Dataset excerpts:
——————

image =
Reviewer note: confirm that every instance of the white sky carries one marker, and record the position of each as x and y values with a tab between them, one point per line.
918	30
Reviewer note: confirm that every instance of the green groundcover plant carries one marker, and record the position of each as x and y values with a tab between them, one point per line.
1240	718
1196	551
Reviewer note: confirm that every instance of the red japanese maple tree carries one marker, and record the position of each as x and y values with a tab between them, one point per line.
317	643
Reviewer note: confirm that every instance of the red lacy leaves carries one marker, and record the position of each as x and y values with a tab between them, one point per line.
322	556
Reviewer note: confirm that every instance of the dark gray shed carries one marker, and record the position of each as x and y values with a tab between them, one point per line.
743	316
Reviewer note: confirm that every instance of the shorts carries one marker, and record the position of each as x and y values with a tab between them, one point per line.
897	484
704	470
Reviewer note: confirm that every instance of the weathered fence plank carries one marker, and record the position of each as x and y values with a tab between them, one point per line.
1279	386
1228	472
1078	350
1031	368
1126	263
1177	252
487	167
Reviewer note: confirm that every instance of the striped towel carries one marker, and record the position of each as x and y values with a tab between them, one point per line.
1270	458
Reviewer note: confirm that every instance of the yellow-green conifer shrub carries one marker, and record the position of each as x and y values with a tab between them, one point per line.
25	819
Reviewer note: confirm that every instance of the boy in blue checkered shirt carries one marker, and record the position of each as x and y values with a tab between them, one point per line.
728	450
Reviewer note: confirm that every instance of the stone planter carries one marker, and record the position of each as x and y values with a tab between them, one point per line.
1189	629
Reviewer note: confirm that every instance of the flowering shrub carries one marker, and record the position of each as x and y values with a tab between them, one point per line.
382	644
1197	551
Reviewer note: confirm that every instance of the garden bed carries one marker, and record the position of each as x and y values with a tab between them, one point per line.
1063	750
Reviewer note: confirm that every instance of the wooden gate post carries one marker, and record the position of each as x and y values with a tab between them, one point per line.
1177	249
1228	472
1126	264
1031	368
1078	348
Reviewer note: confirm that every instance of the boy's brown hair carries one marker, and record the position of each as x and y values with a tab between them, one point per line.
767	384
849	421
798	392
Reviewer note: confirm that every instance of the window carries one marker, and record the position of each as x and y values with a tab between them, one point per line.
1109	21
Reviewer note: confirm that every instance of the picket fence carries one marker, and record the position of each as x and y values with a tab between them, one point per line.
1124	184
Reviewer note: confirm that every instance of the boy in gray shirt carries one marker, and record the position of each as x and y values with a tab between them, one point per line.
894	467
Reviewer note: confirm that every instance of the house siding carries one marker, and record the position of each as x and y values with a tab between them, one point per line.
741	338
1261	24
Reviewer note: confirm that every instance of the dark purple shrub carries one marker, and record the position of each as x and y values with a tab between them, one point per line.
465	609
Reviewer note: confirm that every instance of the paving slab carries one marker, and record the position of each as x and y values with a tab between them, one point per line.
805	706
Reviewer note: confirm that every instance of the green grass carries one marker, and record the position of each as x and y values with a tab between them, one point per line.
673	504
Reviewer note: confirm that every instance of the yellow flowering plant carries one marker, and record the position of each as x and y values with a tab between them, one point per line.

——————

**Exercise description:** Print the records above in full, exactly.

**Result of this exercise:**
image =
Reviewer note: confirm that every instance of the white sky carries one marker, and record the position of each as x and y values with a tab between them, one point per line.
918	30
Reviewer note: confirm that every instance of the green groundcover plant carries one marker, and record the position of each as x and y values with a tab between them, one point per line.
1240	718
1196	551
Reviewer note: confirm that every instance of the red japanese maple tree carries one marker, and record the position of each as x and y values with a tab between them, one point per line.
317	643
Reviewer note: confirm that every instance of the red lacy leaves carries one marker, and record the position of each as x and y values with a tab between them, one point per line.
322	556
Reviewer note: confirm that every instance of the dark gray shed carries one marker, and record the position of each as x and y values with a tab between them, one point per line.
743	316
Reviewer note: confirm that every instance of the shorts carries one marker, and record the position of each as x and y values with a tab between them, one point per line.
897	484
704	470
Reviewer note: confirm that every instance of the weathered fence plank carries one marker, and record the position of each as x and y values with a tab between them, one point per line.
1279	386
1228	472
1078	350
1031	368
1126	263
1177	252
487	167
Reviewer note: confirm that every instance of the striped towel carries one marker, and record the position of each as x and y values with a tab between them, one point per line.
1270	458
Reviewer note: confirm that every instance of the yellow-green conifer shrub carries one marker, and record the position of each as x and y values with a tab between them, one point per line.
25	819
Reviewer note: confirm that every instance of the boy in blue checkered shirt carries one marker, and record the position of each as x and y values with a tab between them, one point per line.
728	450
Reviewer note: confirm that every instance of the stone planter carries one marker, and record the position of each as x and y values with a tab between them, one point per line.
1189	629
Reviewer note: confirm that every instance of the flowering shrub carries one marker, and record the position of each as x and y values with a tab between them, one point per line.
382	644
1197	551
Reviewer note: confirm that every instance of the garden bed carries one marker, and record the position of each as x and y values with a tab between them, one point per line.
1063	750
Reviewer note: confirm that every instance of the wooden gate post carries one marker, and record the position of each as x and y values with a tab between them, one point per line.
1177	249
1228	472
1126	264
1031	368
1078	348
Reviewer note: confirm that every instance of the boy's brown hair carries one marker, and record the position of each as x and y values with a tab between them, one point per line.
767	384
849	421
798	392
Reviewer note: confirm that every instance of the window carries one marker, and record the position of each as x and y values with a tab between them, one point per line.
1109	21
Reviewer note: confirm that every instance of the picket fence carries one marker, and record the position of each as x and y values with a tab between them, one point per line.
1124	184
Reviewer note: confirm that every instance of the boy in gray shirt carries one marker, and record the position of each as x and y values with a tab between them, one point per line.
894	467
Reviewer note: confirm that every instance of the house siding carries one marker, and record the position of each as x and y values with a tab between them, one point per line.
741	338
1261	24
Reviewer note: confirm that every instance of the dark purple shrub carries one marker, and record the position of each as x and y values with a tab between them, one point per line.
465	609
Reviewer note: confirm that every instance of the paving slab carries one marker, and record the position of each as x and y values with a tab between them, one point per line.
805	706
Reviewer note: confirm that every instance of the green grass carries one marker, and record the position of each as x and y values with a tab between them, one point per line.
673	504
Reviewer note: confirm that every instance of the yellow flowering plant carries one marker, and record the position of each as x and y values with a tab between them, one point per line.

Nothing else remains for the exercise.